(Text passage):
──────────────────────────────
# Eyeshadow similiar to woodwinked?



## Ms.Lulu (Jan 20, 2011)

I really hope that I can post this on BOC since I need someone with my skintone to help me out! I am an NC40 and I get not get "Woodwinked" to work on me! It is such a beautiful color in the pan but when I apply it to my lids it looks almost orange! =(

  	Can anyone recommend a color that is somewhat close to woodwinked that would work too?? I already have Patina but that one is so close to my lid color that I have to pack it on so it can show up...any shimmery neutral recs would be very helpful!

  	TIA


----------



## Twinkle_Twinkle (Jan 20, 2011)

Maybe Urban Decay's Baked eye shadow would work for you.  Not sure though. 



Ms.Lulu said:


> I really hope that I can post this on BOC since I need someone with my skintone to help me out! I am an NC40 and I get not get "Woodwinked" to work on me! It is such a beautiful color in the pan but when I apply it to my lids it looks almost orange! =(
> 
> Can anyone recommend a color that is somewhat close to woodwinked that would work too?? I already have Patina but that one is so close to my lid color that I have to pack it on so it can show up...any shimmery neutral recs would be very helpful!
> 
> TIA


----------
──────────────────────────────
(Data):

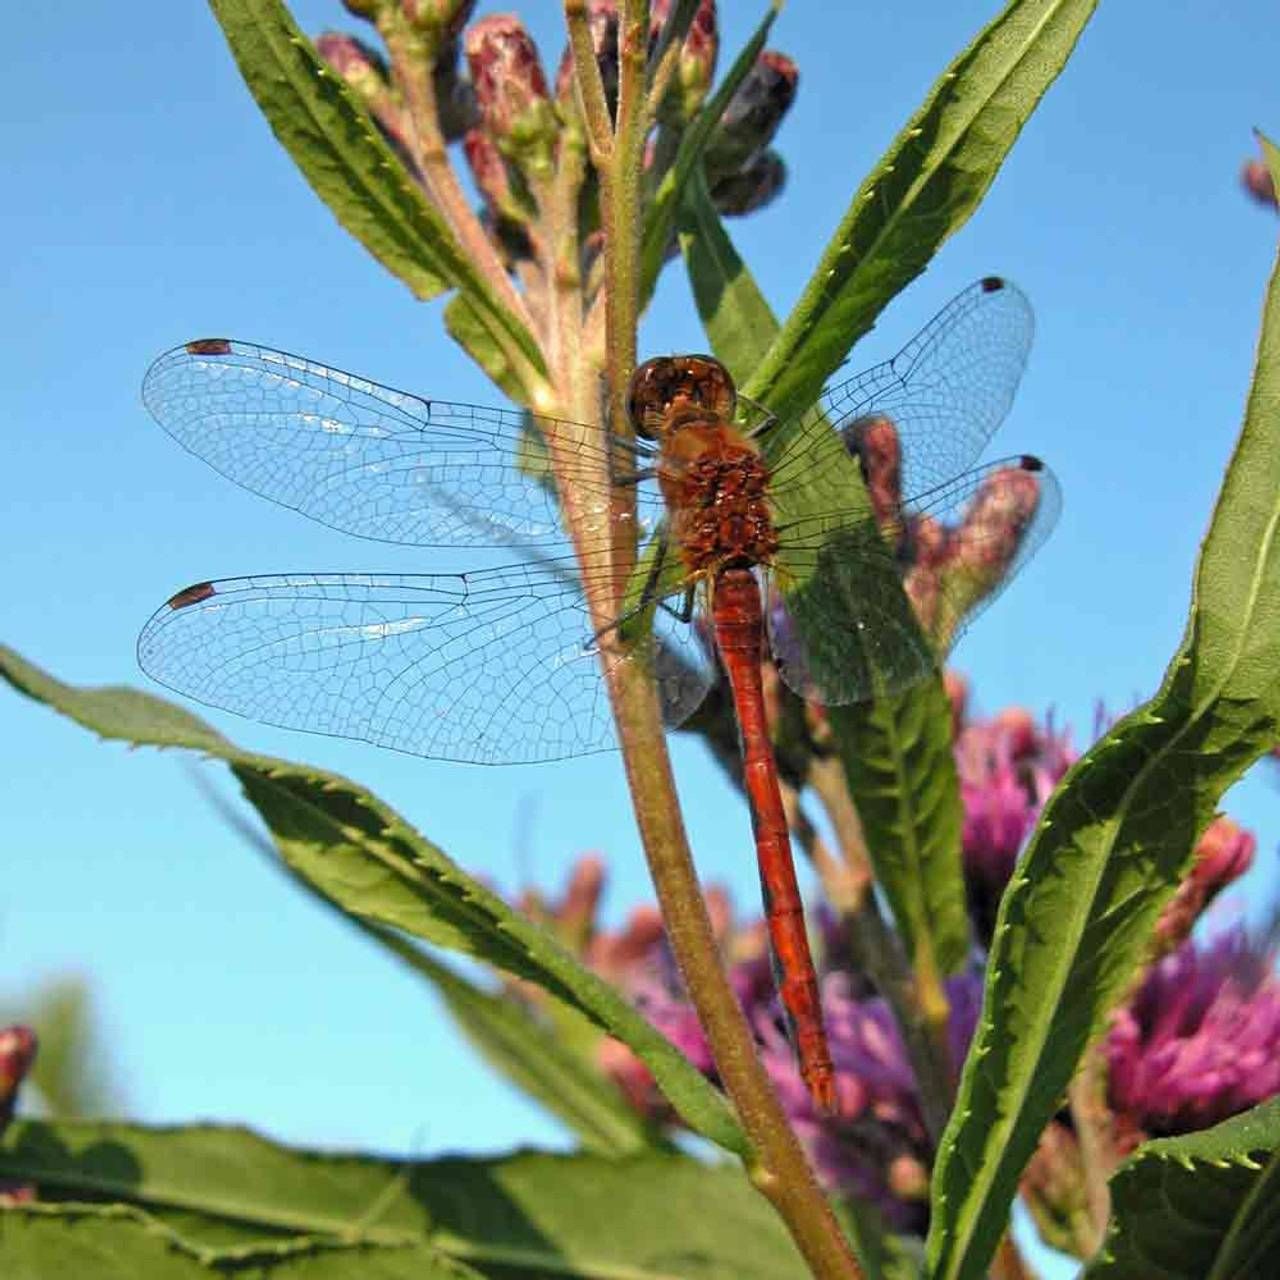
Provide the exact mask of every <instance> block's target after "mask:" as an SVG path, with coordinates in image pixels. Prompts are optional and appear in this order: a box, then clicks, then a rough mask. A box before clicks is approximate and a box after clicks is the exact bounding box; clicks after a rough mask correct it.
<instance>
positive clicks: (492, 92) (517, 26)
mask: <svg viewBox="0 0 1280 1280" xmlns="http://www.w3.org/2000/svg"><path fill="white" fill-rule="evenodd" d="M465 47H466V55H467V65H468V67H470V68H471V83H472V86H474V87H475V96H476V108H477V109H479V113H480V119H481V123H483V124H484V127H485V129H488V131H489V134H490V136H492V137H493V140H494V141H495V142H497V143H498V146H499V148H500V150H502V152H503V155H506V156H508V157H509V159H512V160H513V161H515V163H516V164H518V165H520V166H521V168H522V169H526V170H529V172H530V173H531V174H534V175H536V177H547V175H549V174H550V172H552V168H553V165H554V157H556V143H557V138H558V136H559V122H558V119H557V116H556V109H554V106H553V105H552V101H550V99H549V97H548V95H547V77H545V76H544V74H543V68H541V63H540V61H539V60H538V49H536V46H535V45H534V41H532V38H531V37H530V35H529V32H527V31H525V28H524V26H522V24H521V23H520V19H518V18H516V17H513V15H512V14H493V15H490V17H488V18H481V19H480V22H477V23H476V24H475V26H474V27H471V28H470V29H468V31H467V33H466V41H465Z"/></svg>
──────────────────────────────
(Request A):
Reproduce the passage from the eyeshadow thread verbatim, starting with "## Ms.Lulu (Jan" and going on through "Twinkle_Twinkle (Jan 20, 2011)".
(Request B):
Name every distinct eyeshadow color mentioned in the eyeshadow thread.
Rely solely on the eyeshadow thread, drawing on no outside knowledge.

(Exercise solution A):
## Ms.Lulu (Jan 20, 2011)

I really hope that I can post this on BOC since I need someone with my skintone to help me out! I am an NC40 and I get not get "Woodwinked" to work on me! It is such a beautiful color in the pan but when I apply it to my lids it looks almost orange! =(

  	Can anyone recommend a color that is somewhat close to woodwinked that would work too?? I already have Patina but that one is so close to my lid color that I have to pack it on so it can show up...any shimmery neutral recs would be very helpful!

  	TIA


----------



## Twinkle_Twinkle (Jan 20, 2011)

(Exercise solution B):
Woodwinked, Patina, Baked (Urban Decay)